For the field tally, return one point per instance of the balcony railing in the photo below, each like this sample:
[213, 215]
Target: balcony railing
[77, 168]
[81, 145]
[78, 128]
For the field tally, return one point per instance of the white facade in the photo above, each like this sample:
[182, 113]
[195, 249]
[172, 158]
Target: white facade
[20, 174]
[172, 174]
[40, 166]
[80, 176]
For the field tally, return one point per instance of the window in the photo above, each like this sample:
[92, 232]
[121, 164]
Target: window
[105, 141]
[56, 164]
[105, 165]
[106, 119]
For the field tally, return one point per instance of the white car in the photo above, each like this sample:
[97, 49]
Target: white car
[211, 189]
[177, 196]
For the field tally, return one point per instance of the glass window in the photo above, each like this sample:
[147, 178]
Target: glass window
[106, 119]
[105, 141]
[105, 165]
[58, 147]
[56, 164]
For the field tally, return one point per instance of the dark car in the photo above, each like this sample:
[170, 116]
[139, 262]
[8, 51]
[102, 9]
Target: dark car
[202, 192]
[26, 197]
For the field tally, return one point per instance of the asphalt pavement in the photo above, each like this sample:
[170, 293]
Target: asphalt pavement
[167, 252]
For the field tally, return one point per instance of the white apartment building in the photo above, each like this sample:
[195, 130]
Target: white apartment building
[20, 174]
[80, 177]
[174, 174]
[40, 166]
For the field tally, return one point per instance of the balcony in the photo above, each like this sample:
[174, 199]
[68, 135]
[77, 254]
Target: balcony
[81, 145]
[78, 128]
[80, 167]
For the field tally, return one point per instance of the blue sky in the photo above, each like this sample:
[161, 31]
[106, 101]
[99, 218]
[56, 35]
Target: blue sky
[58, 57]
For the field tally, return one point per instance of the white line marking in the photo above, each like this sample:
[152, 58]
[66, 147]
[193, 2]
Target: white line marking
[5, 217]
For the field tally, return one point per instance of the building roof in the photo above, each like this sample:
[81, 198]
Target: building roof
• • • • •
## [TASK TO COMPLETE]
Your answer should hold every line of the entries that contains the string "roof".

## [FINISHED EXERCISE]
For the field tally, return one point per instance of the building roof in the photo above, each like this sample:
Target: building roof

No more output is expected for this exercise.